Top of Records to process

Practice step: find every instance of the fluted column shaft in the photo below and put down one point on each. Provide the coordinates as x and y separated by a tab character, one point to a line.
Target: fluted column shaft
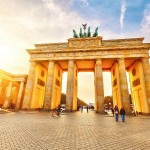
20	95
70	85
29	86
7	98
146	72
99	91
49	85
123	85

Bottom of Records to process

Drop every image, please, and write out the data above exactly as shown.

Finished exercise
Practice step: find every instance of the fluted column shaft in the photo below and put down one point on each. Provide the coordinates as x and y separated by a tab character, one point to a line.
Target: fluted column shaft
20	95
70	85
29	86
7	98
146	72
99	91
49	85
123	85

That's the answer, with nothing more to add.